PROBLEM TO SOLVE
From the entries below, keep only the lines that contain the word "mountain" and copy each one out. Case must match.

EXERCISE INPUTS
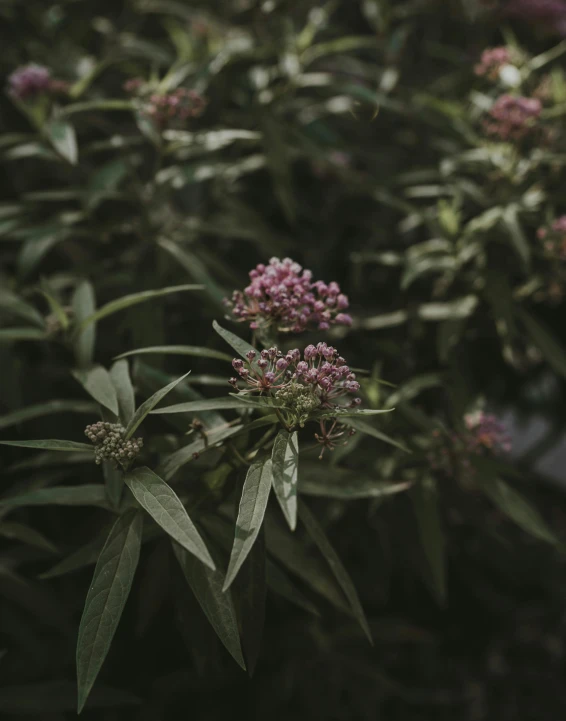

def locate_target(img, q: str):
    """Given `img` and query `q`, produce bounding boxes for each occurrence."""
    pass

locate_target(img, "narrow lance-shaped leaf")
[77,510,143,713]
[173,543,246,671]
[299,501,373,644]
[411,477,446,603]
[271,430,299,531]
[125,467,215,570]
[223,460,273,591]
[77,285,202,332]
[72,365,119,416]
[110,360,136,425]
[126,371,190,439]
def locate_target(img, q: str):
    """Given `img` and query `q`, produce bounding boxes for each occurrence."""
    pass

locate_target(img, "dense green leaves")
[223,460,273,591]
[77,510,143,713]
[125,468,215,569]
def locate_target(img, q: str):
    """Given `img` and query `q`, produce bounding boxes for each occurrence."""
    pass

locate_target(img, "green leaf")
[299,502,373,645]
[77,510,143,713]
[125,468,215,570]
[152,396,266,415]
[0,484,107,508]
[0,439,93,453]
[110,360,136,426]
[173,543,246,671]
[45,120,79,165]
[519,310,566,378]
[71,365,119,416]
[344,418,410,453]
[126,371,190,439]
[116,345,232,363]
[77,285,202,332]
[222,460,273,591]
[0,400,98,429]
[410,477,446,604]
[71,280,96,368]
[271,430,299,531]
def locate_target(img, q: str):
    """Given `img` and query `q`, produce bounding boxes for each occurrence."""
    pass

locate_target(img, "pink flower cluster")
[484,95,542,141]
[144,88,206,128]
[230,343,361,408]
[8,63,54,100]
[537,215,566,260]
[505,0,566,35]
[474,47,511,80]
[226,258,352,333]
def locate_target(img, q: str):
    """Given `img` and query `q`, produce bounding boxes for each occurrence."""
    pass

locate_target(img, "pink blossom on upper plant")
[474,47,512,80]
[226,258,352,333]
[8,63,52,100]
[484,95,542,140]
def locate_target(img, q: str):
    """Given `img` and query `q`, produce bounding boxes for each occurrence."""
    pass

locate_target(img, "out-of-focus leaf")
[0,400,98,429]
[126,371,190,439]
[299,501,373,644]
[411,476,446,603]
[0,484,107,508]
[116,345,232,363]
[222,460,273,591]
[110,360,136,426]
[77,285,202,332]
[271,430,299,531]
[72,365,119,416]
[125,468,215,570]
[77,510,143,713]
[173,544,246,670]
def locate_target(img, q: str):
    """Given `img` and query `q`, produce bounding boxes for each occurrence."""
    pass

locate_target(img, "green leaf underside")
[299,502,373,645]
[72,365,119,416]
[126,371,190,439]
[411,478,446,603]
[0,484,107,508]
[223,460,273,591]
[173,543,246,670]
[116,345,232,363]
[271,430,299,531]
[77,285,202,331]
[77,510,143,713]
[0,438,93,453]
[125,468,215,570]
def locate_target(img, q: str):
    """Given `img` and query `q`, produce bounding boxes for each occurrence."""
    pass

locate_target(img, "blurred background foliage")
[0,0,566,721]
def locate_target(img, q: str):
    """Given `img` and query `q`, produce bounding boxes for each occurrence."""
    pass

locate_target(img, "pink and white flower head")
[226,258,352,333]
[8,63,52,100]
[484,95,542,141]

==

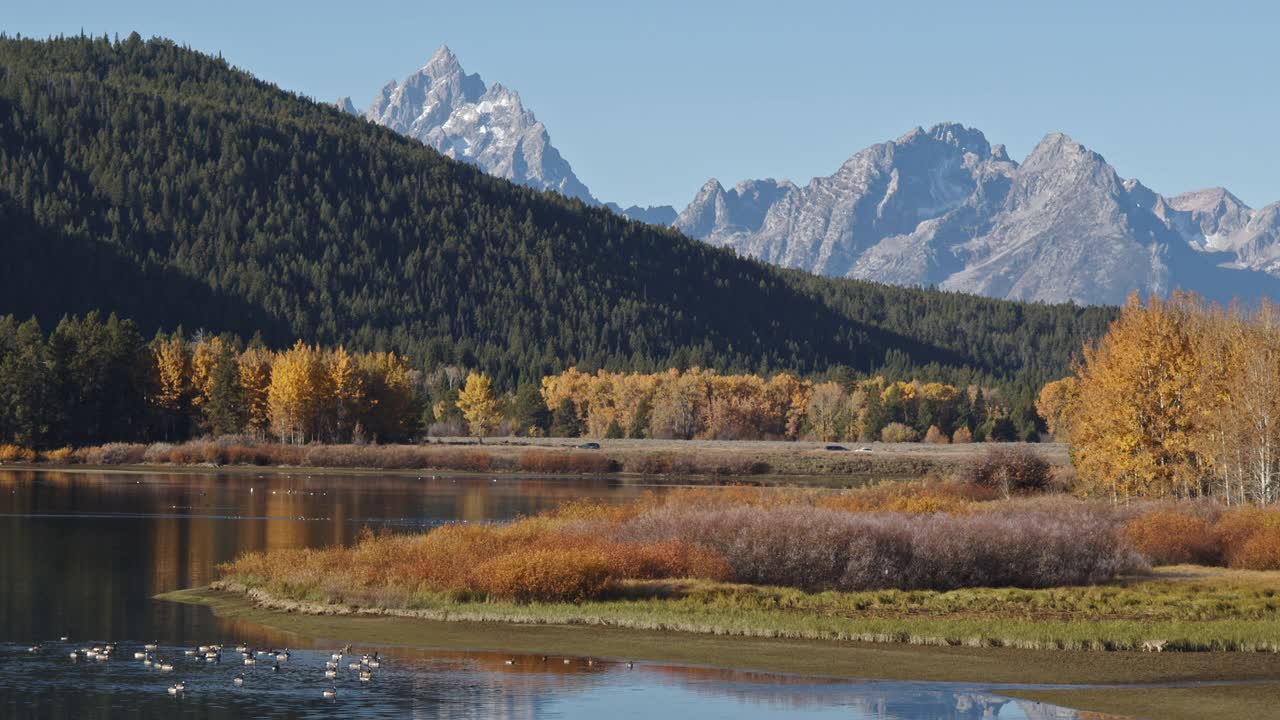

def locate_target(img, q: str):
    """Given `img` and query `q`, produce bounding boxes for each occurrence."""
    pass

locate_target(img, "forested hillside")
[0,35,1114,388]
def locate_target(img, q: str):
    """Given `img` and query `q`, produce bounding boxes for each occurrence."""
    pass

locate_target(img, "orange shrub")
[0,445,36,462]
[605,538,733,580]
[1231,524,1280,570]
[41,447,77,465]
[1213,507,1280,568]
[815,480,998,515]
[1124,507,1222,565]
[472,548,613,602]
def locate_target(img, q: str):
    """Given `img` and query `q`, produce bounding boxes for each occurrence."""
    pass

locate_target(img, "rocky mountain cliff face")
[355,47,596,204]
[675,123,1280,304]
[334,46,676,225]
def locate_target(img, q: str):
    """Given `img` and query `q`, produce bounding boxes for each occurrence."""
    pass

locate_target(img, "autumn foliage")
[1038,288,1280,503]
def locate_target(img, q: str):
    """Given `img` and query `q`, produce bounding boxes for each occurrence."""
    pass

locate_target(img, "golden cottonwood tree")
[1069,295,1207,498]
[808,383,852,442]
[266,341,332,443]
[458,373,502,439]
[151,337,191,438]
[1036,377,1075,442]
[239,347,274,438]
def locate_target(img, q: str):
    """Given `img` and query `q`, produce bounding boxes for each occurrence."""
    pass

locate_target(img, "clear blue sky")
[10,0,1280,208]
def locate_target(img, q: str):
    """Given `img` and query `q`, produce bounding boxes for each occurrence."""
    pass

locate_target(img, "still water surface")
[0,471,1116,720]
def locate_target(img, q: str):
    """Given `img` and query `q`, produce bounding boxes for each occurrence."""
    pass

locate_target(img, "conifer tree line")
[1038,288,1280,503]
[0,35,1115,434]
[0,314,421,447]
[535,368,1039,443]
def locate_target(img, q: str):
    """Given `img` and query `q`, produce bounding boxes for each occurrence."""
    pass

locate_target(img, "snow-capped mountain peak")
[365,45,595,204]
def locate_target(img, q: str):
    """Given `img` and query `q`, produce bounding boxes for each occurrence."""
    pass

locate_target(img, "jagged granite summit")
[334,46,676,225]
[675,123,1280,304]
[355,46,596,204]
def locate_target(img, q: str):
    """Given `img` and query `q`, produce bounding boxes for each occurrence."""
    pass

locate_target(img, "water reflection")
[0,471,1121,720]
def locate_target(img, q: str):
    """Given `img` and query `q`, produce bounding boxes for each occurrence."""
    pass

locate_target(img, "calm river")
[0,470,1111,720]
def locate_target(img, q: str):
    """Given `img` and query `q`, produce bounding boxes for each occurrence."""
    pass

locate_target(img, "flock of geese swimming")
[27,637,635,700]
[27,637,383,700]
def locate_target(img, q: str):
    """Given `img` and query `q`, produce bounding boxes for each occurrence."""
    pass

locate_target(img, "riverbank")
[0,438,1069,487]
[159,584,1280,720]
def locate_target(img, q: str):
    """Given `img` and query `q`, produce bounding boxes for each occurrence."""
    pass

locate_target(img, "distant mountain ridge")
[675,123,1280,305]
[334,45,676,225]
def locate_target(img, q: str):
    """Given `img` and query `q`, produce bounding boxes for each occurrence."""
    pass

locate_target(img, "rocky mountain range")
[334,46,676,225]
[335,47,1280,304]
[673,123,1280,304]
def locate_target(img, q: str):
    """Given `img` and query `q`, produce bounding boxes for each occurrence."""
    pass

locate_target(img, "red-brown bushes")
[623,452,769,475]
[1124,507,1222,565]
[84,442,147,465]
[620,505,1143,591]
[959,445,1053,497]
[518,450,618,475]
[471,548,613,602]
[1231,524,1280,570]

PROBLEM SOLUTION
locate_target(img, "rocky mountain cliff face")
locate_target(img, "snow-capped mountain peak")
locate_target(img, "distant mountain ridge")
locate_target(img, "rocky mountain range")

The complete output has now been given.